**Labeled contour entries**:
★ ★ ★ ★ ★

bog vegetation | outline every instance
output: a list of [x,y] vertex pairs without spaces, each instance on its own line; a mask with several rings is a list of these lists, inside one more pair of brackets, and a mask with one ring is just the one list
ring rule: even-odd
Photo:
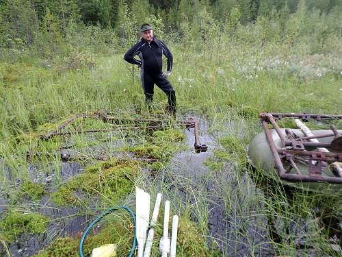
[[[259,112],[341,114],[341,1],[4,0],[0,21],[0,254],[19,254],[19,242],[34,234],[43,243],[31,254],[76,256],[77,235],[53,229],[76,215],[56,217],[44,208],[77,206],[77,215],[89,221],[114,205],[134,206],[134,184],[153,196],[163,192],[181,215],[179,256],[341,254],[341,194],[287,194],[252,170],[246,156],[261,130]],[[215,181],[215,191],[172,177],[170,158],[191,152],[172,118],[167,130],[154,132],[144,129],[148,124],[118,131],[83,119],[69,125],[70,136],[42,138],[70,117],[96,110],[120,119],[162,112],[163,93],[155,90],[149,113],[138,69],[122,60],[144,22],[172,51],[177,119],[196,114],[209,124],[215,143],[200,179]],[[90,129],[106,131],[76,133]],[[65,179],[56,153],[70,148],[85,169]],[[126,158],[101,162],[94,158],[99,152]],[[161,178],[154,180],[157,174]],[[220,238],[208,225],[214,195],[228,224]],[[129,219],[116,215],[103,228],[90,236],[86,252],[114,241],[125,256]]]

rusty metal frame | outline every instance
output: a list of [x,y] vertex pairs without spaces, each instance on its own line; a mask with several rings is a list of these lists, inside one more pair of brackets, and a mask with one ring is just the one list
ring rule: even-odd
[[[259,115],[265,130],[269,147],[276,162],[276,168],[280,179],[291,182],[328,182],[331,184],[342,184],[342,178],[324,176],[323,167],[334,162],[342,162],[342,153],[329,152],[324,153],[317,151],[309,151],[306,149],[306,147],[330,147],[332,143],[313,143],[307,142],[306,140],[311,138],[318,138],[328,136],[334,136],[333,140],[336,143],[334,148],[341,150],[341,139],[342,136],[337,133],[334,127],[330,126],[332,133],[321,136],[305,136],[293,138],[291,135],[291,131],[287,136],[281,132],[280,128],[278,125],[276,119],[281,118],[297,118],[304,121],[315,119],[321,121],[322,119],[342,119],[342,115],[326,115],[326,114],[282,114],[282,113],[261,113]],[[282,143],[282,149],[278,149],[276,147],[272,136],[271,130],[268,124],[270,123],[278,134]],[[291,147],[292,147],[292,148]],[[308,164],[308,175],[302,175],[297,165],[295,160],[304,162]],[[282,160],[287,162],[289,169],[285,170]],[[290,173],[291,170],[294,170],[294,173]]]
[[[163,119],[163,116],[158,116],[157,118],[154,117],[152,119],[149,118],[118,118],[115,116],[110,115],[109,113],[105,110],[96,110],[94,112],[90,113],[81,113],[68,119],[66,121],[63,123],[62,125],[58,126],[58,127],[53,131],[49,132],[44,135],[40,135],[40,138],[43,140],[49,139],[55,136],[67,136],[73,134],[79,133],[96,133],[96,132],[107,132],[107,129],[100,129],[100,130],[77,130],[75,131],[62,131],[68,125],[73,123],[73,121],[79,119],[98,119],[104,122],[111,122],[113,123],[119,123],[117,125],[116,127],[111,127],[112,130],[116,129],[119,130],[140,130],[141,127],[139,125],[141,123],[148,123],[149,125],[144,126],[144,128],[146,130],[157,130],[162,129],[167,126],[168,124],[166,124],[165,120]],[[133,124],[132,124],[133,123]],[[127,125],[124,125],[127,124]],[[129,125],[135,125],[135,126],[129,126]],[[185,125],[185,127],[189,131],[190,128],[194,128],[194,134],[195,136],[195,143],[194,147],[196,153],[200,153],[206,151],[208,147],[206,145],[200,143],[200,138],[198,132],[198,122],[193,117],[189,117],[187,120],[179,121],[176,123],[178,125]]]
[[189,130],[190,128],[194,128],[194,134],[195,134],[194,147],[195,148],[196,152],[200,153],[207,151],[208,146],[200,143],[200,138],[198,134],[198,122],[193,117],[190,117],[185,124],[188,130]]

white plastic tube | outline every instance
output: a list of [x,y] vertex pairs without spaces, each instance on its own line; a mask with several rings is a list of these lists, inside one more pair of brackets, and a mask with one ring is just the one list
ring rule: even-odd
[[172,217],[172,234],[171,235],[171,249],[170,249],[170,257],[176,257],[177,247],[177,230],[178,230],[178,216]]
[[135,186],[135,213],[137,221],[137,256],[144,255],[144,246],[150,222],[150,195]]
[[161,257],[168,257],[168,255],[170,254],[169,216],[170,201],[166,201],[163,236],[160,238],[159,243],[159,252],[161,254]]
[[157,195],[157,198],[155,199],[155,208],[153,209],[153,214],[152,215],[152,219],[150,221],[150,228],[148,230],[148,234],[147,235],[146,245],[145,247],[145,251],[144,252],[144,257],[150,257],[152,243],[153,243],[153,236],[155,235],[154,228],[155,224],[157,224],[157,219],[158,218],[161,200],[161,194],[159,193]]

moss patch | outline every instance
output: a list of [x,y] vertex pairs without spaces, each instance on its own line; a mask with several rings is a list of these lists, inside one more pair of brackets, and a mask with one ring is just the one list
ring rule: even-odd
[[[120,213],[116,215],[116,219],[109,216],[104,221],[104,228],[101,231],[95,234],[90,233],[84,244],[86,256],[89,256],[92,249],[107,243],[117,244],[118,256],[128,256],[133,242],[132,221],[129,218],[118,219],[118,217],[122,215]],[[158,221],[162,221],[163,217],[163,213],[159,213]],[[170,221],[171,222],[171,217]],[[163,233],[163,227],[160,223],[157,223],[155,232],[151,252],[153,257],[159,256],[159,244]],[[79,244],[79,239],[77,238],[59,238],[36,257],[76,256],[78,256]],[[180,217],[176,255],[184,257],[210,256],[211,254],[205,245],[205,240],[198,232],[196,224],[187,218]]]
[[10,242],[23,232],[42,234],[48,221],[49,219],[40,213],[10,211],[5,219],[0,221],[0,229],[5,239]]
[[179,130],[159,130],[153,132],[148,142],[135,147],[129,147],[127,151],[133,153],[137,157],[152,158],[161,162],[167,162],[171,156],[181,149],[185,135]]
[[42,184],[27,181],[23,183],[18,193],[20,197],[27,197],[33,200],[39,200],[45,195],[46,191]]
[[77,195],[81,191],[90,196],[105,195],[116,201],[129,193],[133,187],[134,178],[140,168],[137,162],[111,160],[88,167],[85,172],[58,188],[51,199],[59,206],[80,205]]

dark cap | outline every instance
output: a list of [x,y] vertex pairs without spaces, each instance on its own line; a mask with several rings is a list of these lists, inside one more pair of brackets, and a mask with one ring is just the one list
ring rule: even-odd
[[141,28],[142,33],[146,30],[152,30],[152,27],[149,24],[143,24]]

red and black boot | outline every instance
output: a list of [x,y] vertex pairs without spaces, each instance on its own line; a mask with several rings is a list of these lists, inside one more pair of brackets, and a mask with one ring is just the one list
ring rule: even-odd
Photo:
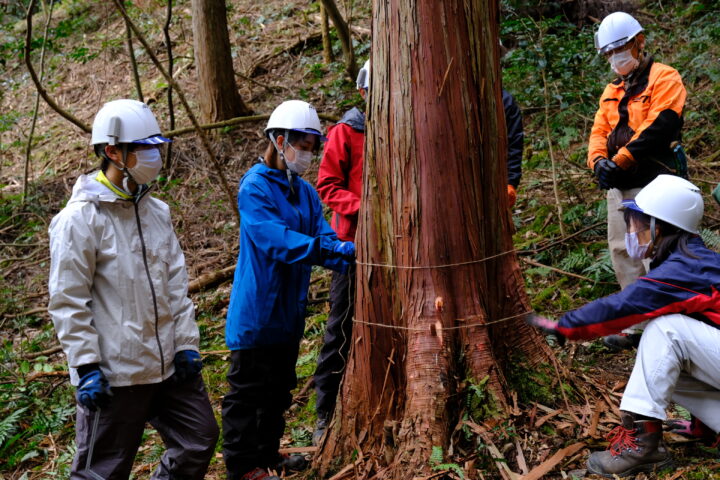
[[622,413],[622,425],[609,434],[610,449],[590,455],[588,473],[606,478],[628,477],[672,466],[662,442],[662,421],[630,412]]

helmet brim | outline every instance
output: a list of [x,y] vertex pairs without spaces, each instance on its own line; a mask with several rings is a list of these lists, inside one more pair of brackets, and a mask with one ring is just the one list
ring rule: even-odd
[[645,213],[645,210],[640,208],[637,203],[635,203],[635,200],[633,199],[625,199],[622,202],[622,206],[624,208],[629,208],[630,210],[635,210],[636,212]]
[[314,128],[293,128],[291,129],[293,132],[303,132],[303,133],[310,133],[312,135],[317,135],[320,137],[321,142],[327,142],[327,137],[324,136],[322,133],[318,132]]
[[160,145],[161,143],[171,143],[172,140],[163,137],[162,135],[153,135],[152,137],[143,138],[141,140],[134,140],[132,143],[139,143],[141,145]]
[[632,42],[635,36],[632,37],[625,37],[621,38],[620,40],[615,40],[614,42],[610,42],[607,45],[605,45],[602,48],[598,48],[598,53],[600,55],[605,55],[607,52],[611,52],[615,50],[616,48],[620,48],[622,46],[627,45],[628,43]]

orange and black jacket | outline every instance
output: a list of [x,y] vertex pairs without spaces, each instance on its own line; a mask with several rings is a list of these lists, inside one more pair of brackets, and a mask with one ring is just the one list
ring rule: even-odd
[[613,186],[622,190],[675,173],[670,144],[680,140],[685,97],[677,70],[650,56],[627,80],[608,84],[590,134],[588,166],[601,158],[615,161],[622,174]]

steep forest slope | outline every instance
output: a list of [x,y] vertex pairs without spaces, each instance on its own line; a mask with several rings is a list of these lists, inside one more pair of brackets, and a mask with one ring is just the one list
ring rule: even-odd
[[[166,62],[162,32],[166,2],[131,3],[130,16],[145,32],[153,53]],[[351,24],[355,54],[362,62],[370,49],[371,2],[337,3]],[[515,245],[533,307],[555,316],[618,289],[604,240],[604,194],[585,166],[597,99],[612,75],[592,48],[596,28],[592,18],[573,17],[556,2],[536,3],[501,4],[501,35],[509,48],[503,76],[504,87],[523,110],[526,132],[523,179],[512,212]],[[703,237],[711,247],[720,248],[720,209],[709,196],[720,180],[720,4],[626,3],[646,27],[648,49],[677,68],[686,83],[683,136],[690,177],[706,194]],[[36,103],[37,89],[24,63],[28,4],[29,0],[0,2],[0,479],[68,476],[75,449],[74,389],[46,311],[47,227],[69,198],[77,176],[97,164],[88,146],[89,135],[42,99]],[[256,114],[270,113],[292,98],[311,102],[328,117],[340,117],[348,108],[362,105],[354,79],[345,75],[334,34],[335,60],[328,64],[323,60],[318,2],[228,0],[227,6],[237,84]],[[30,59],[42,74],[43,87],[64,110],[91,124],[104,102],[136,97],[126,27],[113,2],[48,2],[34,17]],[[197,111],[191,20],[190,0],[173,2],[174,78]],[[168,82],[137,41],[134,53],[145,101],[161,127],[168,129]],[[177,127],[190,125],[177,101],[174,113]],[[213,130],[213,147],[233,189],[264,149],[264,123],[249,121]],[[317,162],[306,175],[311,182],[316,171]],[[194,133],[175,137],[156,195],[171,207],[191,280],[234,265],[237,221],[218,173]],[[315,270],[306,337],[297,363],[299,387],[284,446],[310,445],[315,421],[310,382],[328,312],[328,285],[328,273]],[[203,375],[218,418],[226,389],[228,352],[223,333],[229,291],[226,277],[192,294],[202,335]],[[498,454],[507,458],[513,471],[521,471],[524,464],[532,468],[578,439],[592,444],[595,437],[579,431],[569,419],[593,415],[588,395],[604,394],[607,403],[617,405],[633,358],[610,355],[597,342],[557,347],[557,352],[564,367],[575,368],[578,378],[594,385],[591,391],[564,383],[552,367],[541,372],[519,369],[511,380],[518,391],[518,413],[524,413],[493,420],[491,412],[482,412],[496,434],[492,440]],[[483,410],[483,393],[482,385],[473,387],[468,409],[475,413]],[[617,419],[613,408],[607,410],[598,417],[600,433]],[[157,432],[148,428],[145,433],[134,478],[148,477],[162,453]],[[673,471],[658,478],[720,478],[717,449],[681,443],[673,443],[672,448],[683,476]],[[484,478],[499,478],[493,457],[497,454],[490,451],[487,444],[477,444],[445,458],[440,452],[439,459],[429,461],[437,467],[437,478],[479,478],[470,473],[476,468],[485,472]],[[555,470],[563,473],[551,476],[581,476],[584,459],[580,453],[565,459]],[[208,478],[224,478],[219,453]],[[315,477],[311,471],[305,478]]]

★ ★ ★ ★ ★

**Problem to work on**:
Find every line in the listing that contains the string "black" and copy each of those lines out in full.

**Solution for this task**:
red and black boot | outline every instance
orange and black jacket | outline every instance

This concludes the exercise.